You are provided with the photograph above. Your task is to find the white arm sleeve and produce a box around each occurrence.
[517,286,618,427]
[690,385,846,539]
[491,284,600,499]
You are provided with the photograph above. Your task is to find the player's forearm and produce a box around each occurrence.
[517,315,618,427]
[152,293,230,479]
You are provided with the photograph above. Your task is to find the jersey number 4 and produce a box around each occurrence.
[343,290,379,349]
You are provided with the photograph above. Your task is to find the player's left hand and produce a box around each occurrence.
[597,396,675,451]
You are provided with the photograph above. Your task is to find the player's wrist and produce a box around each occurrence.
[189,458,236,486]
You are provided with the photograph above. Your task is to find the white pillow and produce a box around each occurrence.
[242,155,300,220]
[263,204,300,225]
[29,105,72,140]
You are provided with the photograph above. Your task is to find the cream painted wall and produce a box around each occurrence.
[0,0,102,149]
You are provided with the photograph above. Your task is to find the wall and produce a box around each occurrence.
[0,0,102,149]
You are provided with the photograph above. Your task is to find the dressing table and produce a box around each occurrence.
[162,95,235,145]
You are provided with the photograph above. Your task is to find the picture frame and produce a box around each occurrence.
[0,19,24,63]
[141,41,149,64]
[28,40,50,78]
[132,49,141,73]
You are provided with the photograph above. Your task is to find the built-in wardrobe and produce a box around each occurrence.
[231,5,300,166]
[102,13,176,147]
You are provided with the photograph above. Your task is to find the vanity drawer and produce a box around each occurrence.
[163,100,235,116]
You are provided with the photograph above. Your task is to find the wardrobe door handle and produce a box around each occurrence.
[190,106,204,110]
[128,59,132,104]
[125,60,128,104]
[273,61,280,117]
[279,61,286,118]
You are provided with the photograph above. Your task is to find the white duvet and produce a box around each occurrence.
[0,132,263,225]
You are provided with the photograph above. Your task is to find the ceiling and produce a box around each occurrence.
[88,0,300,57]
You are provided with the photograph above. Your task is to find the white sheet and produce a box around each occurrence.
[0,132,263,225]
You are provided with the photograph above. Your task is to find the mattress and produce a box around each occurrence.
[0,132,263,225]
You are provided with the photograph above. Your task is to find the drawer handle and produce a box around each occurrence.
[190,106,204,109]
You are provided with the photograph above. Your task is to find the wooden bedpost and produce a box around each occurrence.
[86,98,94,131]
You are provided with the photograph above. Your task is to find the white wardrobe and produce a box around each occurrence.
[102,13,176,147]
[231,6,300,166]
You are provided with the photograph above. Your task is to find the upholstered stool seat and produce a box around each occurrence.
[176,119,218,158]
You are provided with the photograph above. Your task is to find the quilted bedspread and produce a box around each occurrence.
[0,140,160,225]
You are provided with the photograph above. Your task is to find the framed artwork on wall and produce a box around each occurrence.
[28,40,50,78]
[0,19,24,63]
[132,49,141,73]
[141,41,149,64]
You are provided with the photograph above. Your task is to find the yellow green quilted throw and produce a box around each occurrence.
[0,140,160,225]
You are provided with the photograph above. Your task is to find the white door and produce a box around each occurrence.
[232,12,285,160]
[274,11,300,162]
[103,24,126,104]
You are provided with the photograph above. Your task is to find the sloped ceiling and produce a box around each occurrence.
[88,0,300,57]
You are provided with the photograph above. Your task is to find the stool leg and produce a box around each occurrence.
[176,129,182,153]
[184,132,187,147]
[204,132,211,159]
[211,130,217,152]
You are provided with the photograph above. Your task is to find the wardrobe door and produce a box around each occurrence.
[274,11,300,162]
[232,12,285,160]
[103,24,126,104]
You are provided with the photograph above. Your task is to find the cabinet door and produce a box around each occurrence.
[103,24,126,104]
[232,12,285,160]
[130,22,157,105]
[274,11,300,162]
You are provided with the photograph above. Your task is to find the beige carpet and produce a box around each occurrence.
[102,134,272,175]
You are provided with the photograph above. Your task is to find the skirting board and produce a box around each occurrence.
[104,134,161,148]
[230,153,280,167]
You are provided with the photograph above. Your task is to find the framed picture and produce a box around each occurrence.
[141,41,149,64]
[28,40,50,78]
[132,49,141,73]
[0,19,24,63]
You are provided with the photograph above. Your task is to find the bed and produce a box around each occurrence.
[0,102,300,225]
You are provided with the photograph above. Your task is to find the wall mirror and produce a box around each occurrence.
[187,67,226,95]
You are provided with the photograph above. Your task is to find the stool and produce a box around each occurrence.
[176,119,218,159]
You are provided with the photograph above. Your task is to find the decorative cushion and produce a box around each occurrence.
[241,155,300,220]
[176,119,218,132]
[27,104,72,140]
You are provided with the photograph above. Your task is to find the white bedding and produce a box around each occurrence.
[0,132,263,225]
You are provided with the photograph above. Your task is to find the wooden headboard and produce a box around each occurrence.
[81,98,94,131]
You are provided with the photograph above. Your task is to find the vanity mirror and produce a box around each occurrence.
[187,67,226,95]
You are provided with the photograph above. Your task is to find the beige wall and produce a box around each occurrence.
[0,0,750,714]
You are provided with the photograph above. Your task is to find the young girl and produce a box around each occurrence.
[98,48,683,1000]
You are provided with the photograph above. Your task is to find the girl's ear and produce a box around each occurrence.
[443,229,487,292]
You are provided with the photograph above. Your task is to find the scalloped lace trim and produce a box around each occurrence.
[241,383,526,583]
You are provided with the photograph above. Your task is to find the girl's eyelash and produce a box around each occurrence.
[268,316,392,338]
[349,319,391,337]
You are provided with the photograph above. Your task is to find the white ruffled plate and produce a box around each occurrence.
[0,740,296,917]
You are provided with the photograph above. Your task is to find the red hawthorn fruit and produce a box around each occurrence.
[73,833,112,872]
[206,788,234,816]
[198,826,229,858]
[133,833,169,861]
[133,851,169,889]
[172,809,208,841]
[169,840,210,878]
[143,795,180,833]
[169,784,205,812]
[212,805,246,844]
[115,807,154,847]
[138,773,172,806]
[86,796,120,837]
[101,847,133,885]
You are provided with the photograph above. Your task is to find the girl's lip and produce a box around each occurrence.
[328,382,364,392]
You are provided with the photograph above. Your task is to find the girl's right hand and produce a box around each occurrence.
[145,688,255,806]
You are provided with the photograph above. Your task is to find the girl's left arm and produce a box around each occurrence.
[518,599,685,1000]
• • • • • • •
### Exercise
Copy the data word for word, from the line containing "drawer and produce a box around each occurrence." to the line containing "[86,98,94,131]", including both of those lines.

### Output below
You are provided with the photograph above. Your task is to find the vanity drawer and produce a box around each occurrence.
[163,100,235,116]
You are provided with the photograph above. Your task is to find the wardrobe door handle and produce a box around each occurrence.
[190,106,204,110]
[128,59,132,104]
[125,60,128,104]
[273,61,280,117]
[279,61,286,118]
You are provided with the photograph above. Your task is to find the white duvet and produce a box around each occurrence.
[0,132,263,225]
You are provided with the photograph above. Your task is to find the ceiling and produce a box around each occurrence.
[88,0,300,57]
You are provided with the photograph above. Your task is to find the white sheet and produce a box around each occurrence.
[0,132,263,225]
You are provided with the photograph above. Your task is to find the mattress and produce a box around each occurrence.
[0,132,263,225]
You are provided with the photograph above. Your task is to find the drawer handle and produce a box around each occurrence.
[190,106,204,109]
You are provided with the photograph above. Your task is to find the wooden bedpost and produce a box around each occurrence.
[86,98,94,131]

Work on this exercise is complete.